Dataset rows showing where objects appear
____________________

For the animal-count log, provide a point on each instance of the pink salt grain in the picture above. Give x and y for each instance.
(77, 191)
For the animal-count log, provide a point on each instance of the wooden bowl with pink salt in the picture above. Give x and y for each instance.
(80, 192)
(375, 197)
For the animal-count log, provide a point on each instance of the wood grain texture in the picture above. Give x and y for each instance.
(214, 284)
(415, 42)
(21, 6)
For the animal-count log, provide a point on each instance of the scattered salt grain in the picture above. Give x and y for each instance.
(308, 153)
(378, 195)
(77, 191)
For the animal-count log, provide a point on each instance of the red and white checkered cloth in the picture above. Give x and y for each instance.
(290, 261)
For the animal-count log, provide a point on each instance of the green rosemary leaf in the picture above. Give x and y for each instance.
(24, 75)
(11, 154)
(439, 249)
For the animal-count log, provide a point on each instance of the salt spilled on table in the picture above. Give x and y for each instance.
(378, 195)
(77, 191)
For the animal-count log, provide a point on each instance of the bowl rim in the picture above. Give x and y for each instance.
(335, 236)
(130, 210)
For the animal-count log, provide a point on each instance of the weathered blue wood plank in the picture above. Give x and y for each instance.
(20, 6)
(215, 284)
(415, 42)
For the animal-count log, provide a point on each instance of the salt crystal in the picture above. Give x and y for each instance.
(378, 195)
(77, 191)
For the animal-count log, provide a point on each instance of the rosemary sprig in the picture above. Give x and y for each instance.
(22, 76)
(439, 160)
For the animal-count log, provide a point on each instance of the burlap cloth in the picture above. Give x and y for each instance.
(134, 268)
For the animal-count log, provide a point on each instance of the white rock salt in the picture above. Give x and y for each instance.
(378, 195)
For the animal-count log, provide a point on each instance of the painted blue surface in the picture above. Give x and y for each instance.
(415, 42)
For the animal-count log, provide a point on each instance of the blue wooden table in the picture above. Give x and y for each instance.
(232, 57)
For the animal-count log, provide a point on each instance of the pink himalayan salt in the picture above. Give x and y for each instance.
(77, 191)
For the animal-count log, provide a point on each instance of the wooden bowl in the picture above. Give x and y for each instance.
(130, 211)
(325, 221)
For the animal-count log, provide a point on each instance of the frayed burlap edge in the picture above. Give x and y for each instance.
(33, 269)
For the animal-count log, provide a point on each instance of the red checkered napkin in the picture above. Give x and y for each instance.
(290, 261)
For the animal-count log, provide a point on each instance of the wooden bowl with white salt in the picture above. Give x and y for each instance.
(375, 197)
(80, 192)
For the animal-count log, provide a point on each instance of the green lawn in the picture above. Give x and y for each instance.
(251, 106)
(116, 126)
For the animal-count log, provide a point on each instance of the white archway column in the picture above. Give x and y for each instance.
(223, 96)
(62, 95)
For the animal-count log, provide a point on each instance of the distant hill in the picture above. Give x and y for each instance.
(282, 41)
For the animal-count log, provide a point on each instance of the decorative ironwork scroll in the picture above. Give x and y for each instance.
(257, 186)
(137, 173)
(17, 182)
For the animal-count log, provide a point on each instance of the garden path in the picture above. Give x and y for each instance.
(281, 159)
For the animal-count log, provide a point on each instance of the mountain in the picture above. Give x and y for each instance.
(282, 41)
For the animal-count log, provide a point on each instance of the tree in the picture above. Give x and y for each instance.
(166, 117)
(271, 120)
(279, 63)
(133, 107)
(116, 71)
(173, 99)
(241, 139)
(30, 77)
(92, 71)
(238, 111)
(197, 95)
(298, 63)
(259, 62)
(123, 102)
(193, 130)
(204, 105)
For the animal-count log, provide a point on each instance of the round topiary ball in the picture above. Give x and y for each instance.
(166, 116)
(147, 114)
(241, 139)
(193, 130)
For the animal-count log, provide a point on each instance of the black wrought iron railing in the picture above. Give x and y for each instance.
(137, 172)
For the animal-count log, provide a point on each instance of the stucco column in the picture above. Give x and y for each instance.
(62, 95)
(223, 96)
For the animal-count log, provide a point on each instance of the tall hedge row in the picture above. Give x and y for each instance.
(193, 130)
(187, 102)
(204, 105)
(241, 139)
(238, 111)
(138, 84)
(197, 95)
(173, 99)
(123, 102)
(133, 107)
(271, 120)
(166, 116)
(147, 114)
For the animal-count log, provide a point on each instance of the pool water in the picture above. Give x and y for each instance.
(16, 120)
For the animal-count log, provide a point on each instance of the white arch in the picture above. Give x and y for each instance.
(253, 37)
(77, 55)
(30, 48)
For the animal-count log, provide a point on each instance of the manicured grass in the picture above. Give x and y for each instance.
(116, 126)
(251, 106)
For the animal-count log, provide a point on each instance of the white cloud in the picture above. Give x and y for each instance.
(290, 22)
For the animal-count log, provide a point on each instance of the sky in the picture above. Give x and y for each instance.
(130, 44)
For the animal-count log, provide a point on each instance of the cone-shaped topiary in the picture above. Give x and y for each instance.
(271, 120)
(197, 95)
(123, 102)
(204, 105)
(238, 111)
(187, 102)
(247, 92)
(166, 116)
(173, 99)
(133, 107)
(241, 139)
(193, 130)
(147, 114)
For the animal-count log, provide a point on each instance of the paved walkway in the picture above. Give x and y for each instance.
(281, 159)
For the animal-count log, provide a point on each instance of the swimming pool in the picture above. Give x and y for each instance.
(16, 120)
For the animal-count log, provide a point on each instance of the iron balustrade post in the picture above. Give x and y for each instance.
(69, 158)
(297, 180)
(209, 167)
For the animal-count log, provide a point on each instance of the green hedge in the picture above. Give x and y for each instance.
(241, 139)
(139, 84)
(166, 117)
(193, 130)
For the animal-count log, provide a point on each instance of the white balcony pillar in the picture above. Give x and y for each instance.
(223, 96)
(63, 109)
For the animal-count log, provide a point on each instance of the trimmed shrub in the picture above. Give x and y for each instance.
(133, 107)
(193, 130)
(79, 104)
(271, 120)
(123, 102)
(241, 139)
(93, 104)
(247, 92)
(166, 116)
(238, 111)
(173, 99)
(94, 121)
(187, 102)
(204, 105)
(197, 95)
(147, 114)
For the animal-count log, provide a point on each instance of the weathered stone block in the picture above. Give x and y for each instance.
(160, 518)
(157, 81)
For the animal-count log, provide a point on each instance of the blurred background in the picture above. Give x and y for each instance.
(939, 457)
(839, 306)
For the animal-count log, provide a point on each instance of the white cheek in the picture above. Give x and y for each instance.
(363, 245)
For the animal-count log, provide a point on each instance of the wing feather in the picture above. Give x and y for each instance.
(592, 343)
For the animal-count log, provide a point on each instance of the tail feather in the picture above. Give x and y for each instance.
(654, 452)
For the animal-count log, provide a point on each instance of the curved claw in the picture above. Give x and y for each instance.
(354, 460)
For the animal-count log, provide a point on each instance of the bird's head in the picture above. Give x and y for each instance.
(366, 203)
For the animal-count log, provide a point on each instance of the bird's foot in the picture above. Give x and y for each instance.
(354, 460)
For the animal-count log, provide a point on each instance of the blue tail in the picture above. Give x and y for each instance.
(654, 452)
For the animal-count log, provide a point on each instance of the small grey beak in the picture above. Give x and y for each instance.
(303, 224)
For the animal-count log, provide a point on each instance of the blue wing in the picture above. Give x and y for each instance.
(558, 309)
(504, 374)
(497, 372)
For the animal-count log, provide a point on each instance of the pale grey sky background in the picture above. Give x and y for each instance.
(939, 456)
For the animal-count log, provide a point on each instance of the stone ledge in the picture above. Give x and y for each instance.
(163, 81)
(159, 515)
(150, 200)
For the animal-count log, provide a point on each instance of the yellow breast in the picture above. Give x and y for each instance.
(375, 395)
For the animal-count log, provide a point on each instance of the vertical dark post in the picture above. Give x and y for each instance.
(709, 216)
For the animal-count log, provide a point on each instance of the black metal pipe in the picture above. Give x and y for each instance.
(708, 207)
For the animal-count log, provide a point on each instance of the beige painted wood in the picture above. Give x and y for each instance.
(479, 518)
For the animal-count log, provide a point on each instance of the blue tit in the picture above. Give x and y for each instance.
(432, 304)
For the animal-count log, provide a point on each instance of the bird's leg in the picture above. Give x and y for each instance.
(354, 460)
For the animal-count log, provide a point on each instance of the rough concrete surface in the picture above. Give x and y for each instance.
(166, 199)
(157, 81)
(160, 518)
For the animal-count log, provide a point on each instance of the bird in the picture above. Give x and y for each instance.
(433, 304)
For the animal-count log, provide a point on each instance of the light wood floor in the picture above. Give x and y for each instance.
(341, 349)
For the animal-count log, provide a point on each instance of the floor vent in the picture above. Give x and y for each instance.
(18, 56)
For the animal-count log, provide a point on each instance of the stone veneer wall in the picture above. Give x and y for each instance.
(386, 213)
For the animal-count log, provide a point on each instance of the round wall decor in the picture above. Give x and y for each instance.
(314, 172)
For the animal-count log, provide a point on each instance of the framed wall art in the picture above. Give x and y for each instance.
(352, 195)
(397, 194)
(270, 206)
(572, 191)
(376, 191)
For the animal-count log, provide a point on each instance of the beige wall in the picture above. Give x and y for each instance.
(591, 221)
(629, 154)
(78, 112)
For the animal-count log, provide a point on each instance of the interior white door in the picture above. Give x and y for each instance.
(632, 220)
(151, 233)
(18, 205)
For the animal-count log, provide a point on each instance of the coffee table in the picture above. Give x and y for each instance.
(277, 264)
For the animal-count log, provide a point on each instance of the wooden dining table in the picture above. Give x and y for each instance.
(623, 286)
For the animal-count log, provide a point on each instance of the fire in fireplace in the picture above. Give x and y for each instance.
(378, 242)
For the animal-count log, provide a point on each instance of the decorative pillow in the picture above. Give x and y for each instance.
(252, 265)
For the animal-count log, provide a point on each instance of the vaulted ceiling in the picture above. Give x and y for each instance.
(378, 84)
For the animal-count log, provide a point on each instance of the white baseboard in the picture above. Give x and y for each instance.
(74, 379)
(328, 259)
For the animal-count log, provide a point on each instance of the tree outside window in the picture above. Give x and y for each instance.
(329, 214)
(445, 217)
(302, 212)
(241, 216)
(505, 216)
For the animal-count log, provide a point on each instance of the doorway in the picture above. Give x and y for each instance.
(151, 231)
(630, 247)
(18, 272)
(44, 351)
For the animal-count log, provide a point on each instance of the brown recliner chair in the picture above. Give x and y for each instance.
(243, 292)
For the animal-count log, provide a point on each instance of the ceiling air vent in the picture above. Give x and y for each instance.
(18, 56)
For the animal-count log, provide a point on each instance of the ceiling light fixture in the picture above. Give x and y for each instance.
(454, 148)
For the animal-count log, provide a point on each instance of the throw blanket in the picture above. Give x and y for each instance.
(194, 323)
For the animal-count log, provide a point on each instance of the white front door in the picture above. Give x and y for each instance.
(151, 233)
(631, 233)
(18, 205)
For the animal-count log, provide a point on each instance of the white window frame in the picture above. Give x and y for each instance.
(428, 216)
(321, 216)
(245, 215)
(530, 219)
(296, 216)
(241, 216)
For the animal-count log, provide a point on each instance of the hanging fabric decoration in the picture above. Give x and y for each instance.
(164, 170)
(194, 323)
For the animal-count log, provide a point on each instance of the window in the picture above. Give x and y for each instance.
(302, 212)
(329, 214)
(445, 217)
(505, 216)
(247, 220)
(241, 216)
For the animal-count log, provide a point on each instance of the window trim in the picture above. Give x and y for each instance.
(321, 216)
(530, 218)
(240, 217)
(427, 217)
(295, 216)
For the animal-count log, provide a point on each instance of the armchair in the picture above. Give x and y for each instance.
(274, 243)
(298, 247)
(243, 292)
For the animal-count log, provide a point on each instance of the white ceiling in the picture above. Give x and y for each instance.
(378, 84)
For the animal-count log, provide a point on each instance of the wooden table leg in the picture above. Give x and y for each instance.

____________________

• _Required task_:
Begin at the line that contains "the window in" and stop after the last of the entries. Write those lines out again with their requests, adding 91 to every coordinate in the answers.

• _Right answer_:
For the animal-count log, provide a point on each instance of the window in the picture above. Give x and y for each instance.
(393, 303)
(420, 305)
(536, 308)
(596, 307)
(338, 311)
(332, 307)
For the animal-count log, provide a point on each instance of the window trim in the picture above. Give x and y for each instance.
(412, 307)
(621, 309)
(331, 308)
(518, 308)
(386, 307)
For the animal-count log, provide a point on each instance of the armchair in the picture above. Give x and y for each instance.
(365, 334)
(389, 338)
(334, 383)
For the animal-count log, provide a point on each instance of the white ceiling in the picture above. Give x and y for each instance.
(469, 175)
For the animal-count log, provide a point on each instance of the wooden table leg in the picture above. Give x and y for each instance.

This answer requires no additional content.